» **Directions for this task**
Take every line from the entries below that includes the word "roof" and copy it.

Saved entries
>>>>

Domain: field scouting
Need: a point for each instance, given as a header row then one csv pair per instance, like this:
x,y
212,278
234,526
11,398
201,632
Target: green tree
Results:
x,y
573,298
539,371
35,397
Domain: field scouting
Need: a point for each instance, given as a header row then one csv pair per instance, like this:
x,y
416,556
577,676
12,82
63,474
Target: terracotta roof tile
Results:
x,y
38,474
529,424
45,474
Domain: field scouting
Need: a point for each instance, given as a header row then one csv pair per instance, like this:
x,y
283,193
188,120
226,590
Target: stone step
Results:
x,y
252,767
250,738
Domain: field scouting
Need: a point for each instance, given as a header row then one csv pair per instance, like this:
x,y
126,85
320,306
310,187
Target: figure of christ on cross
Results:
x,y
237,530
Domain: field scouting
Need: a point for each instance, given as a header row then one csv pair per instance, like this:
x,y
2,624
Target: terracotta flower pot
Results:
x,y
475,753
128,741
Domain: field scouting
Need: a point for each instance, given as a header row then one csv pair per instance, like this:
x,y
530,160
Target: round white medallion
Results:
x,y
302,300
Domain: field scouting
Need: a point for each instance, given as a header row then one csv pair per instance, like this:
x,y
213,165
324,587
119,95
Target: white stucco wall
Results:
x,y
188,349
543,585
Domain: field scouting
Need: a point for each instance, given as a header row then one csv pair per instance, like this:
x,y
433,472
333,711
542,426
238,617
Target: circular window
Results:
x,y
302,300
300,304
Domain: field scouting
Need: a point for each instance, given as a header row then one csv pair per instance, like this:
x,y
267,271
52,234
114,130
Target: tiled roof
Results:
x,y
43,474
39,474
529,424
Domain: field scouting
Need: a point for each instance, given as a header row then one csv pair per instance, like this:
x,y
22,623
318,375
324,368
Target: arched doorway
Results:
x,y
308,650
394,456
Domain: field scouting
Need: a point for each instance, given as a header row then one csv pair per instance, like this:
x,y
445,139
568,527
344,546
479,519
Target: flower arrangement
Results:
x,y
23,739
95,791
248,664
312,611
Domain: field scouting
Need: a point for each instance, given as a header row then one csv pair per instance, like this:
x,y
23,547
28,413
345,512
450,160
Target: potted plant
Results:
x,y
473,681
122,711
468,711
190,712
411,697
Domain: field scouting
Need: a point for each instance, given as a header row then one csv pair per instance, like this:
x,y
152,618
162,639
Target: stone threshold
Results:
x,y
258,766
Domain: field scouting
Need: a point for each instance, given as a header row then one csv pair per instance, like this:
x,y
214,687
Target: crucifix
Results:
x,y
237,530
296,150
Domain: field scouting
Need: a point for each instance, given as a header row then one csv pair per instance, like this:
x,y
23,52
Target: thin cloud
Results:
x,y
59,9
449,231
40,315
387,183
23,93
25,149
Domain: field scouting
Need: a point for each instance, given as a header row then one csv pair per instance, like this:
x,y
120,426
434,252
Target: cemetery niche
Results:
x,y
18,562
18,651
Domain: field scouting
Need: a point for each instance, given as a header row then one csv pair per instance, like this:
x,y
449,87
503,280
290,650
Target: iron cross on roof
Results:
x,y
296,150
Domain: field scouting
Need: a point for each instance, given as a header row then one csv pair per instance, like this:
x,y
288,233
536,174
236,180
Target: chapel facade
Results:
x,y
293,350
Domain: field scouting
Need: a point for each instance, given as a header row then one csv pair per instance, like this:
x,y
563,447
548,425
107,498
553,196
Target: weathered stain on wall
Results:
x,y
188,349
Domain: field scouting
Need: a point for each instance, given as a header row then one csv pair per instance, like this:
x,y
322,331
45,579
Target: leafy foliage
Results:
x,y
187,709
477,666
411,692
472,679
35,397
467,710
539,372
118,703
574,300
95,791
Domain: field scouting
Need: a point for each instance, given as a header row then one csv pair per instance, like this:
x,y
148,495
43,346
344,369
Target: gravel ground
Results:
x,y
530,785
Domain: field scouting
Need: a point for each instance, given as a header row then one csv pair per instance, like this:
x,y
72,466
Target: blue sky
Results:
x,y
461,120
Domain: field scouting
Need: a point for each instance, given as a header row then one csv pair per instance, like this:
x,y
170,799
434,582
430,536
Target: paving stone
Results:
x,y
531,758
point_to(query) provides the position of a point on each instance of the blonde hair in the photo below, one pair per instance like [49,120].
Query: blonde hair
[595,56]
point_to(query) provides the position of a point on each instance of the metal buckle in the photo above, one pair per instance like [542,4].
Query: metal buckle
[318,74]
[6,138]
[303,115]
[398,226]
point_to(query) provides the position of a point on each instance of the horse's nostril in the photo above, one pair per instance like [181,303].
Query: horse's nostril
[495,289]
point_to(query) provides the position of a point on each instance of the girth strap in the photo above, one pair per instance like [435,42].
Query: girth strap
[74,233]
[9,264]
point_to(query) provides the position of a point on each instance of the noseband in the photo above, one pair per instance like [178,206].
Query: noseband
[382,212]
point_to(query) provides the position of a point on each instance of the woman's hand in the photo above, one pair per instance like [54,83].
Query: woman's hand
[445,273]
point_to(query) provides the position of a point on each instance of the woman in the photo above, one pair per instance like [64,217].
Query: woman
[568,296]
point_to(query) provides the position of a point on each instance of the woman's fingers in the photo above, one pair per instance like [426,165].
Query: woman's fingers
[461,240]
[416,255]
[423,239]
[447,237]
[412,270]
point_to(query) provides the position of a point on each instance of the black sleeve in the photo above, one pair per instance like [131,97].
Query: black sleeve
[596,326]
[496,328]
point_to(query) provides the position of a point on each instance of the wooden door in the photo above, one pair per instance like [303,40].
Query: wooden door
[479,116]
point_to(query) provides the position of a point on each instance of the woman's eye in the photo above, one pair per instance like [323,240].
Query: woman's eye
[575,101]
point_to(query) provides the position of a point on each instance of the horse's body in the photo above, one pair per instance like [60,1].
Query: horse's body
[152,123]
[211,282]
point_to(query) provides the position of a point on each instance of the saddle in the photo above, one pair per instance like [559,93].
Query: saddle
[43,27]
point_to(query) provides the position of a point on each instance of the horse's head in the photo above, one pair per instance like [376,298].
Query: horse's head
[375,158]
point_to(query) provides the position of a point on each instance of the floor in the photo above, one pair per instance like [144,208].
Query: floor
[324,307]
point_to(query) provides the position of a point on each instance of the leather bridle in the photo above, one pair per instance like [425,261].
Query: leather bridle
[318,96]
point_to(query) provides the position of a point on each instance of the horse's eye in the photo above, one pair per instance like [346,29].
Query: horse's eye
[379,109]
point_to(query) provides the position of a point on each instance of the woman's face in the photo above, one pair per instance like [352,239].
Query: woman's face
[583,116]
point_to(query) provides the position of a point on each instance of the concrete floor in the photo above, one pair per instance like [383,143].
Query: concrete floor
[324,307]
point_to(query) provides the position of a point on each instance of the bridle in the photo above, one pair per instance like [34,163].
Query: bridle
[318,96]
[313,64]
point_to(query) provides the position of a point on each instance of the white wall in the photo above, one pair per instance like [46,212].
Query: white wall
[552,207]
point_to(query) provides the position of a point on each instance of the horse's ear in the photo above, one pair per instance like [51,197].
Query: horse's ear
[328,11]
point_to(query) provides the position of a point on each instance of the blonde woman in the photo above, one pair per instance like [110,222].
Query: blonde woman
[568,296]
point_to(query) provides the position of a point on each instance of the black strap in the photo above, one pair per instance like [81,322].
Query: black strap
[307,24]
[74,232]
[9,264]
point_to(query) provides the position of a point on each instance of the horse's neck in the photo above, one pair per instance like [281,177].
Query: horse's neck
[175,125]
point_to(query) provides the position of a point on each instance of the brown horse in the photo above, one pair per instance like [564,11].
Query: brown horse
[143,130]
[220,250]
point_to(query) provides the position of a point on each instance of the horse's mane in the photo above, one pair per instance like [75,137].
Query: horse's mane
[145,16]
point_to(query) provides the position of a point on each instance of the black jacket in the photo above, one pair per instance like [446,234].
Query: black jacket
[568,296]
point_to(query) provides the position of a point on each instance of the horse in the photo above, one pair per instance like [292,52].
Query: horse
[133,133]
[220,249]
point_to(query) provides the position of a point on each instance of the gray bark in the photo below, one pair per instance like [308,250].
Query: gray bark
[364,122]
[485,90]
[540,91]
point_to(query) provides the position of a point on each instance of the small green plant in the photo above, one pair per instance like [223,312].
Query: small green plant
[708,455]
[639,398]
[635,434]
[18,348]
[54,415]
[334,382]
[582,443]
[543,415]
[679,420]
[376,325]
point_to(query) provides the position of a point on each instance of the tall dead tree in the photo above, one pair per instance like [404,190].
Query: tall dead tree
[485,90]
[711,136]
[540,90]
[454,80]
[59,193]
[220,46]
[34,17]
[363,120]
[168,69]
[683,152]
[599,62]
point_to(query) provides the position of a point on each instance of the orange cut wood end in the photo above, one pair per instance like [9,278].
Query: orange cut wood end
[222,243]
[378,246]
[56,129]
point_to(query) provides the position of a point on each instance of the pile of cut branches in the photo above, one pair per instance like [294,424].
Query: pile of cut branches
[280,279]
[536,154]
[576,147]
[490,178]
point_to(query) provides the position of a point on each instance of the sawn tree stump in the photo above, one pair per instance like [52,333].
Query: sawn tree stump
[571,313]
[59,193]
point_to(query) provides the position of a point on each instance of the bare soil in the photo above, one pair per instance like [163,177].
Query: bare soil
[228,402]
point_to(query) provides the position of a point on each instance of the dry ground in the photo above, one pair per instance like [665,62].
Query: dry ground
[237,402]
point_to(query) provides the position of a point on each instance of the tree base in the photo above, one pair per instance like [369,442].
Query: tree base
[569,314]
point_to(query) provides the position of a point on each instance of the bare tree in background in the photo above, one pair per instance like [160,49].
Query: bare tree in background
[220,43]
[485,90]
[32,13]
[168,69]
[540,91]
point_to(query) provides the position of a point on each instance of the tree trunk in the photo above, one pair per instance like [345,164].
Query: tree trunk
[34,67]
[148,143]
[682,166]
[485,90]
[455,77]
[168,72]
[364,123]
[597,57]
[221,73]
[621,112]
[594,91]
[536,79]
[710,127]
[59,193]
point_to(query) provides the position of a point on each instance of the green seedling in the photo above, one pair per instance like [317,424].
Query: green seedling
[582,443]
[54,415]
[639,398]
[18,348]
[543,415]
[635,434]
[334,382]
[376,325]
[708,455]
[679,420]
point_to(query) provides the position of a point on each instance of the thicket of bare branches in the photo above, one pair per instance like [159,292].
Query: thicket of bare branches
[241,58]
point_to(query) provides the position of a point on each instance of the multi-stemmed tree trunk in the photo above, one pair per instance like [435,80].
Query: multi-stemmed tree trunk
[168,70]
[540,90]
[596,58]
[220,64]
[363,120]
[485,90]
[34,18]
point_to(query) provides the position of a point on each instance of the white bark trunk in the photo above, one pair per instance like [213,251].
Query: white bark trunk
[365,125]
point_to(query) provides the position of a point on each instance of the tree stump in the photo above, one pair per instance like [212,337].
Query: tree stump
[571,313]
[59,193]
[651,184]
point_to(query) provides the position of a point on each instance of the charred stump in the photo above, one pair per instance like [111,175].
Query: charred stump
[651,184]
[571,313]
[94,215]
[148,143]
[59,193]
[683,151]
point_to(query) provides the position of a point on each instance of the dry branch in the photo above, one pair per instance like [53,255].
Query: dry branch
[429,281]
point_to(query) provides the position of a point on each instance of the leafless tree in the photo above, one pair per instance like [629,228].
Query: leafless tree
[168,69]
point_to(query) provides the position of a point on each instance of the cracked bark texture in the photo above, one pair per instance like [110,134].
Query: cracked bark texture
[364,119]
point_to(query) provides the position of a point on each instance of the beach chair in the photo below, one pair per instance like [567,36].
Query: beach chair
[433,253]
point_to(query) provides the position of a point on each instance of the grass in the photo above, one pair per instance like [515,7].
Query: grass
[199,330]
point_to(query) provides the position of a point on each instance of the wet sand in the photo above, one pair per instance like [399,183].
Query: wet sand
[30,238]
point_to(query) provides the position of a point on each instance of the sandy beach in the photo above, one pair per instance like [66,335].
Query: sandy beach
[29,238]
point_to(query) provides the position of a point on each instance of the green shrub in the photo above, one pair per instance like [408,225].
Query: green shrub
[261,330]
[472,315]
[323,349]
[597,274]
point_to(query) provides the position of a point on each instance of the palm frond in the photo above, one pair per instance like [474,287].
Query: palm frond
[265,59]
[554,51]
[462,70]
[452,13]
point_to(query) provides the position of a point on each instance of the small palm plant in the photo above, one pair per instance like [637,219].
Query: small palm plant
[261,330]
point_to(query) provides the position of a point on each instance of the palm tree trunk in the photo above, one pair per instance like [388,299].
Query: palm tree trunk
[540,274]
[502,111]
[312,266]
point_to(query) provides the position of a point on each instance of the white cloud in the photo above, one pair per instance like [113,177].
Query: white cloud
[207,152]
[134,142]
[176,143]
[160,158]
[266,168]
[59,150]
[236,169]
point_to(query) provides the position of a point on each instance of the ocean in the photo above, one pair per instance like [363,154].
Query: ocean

<<<<

» **Result for this exercise**
Target: terracotta roof tile
Target: tiled roof
Target: iron cross on roof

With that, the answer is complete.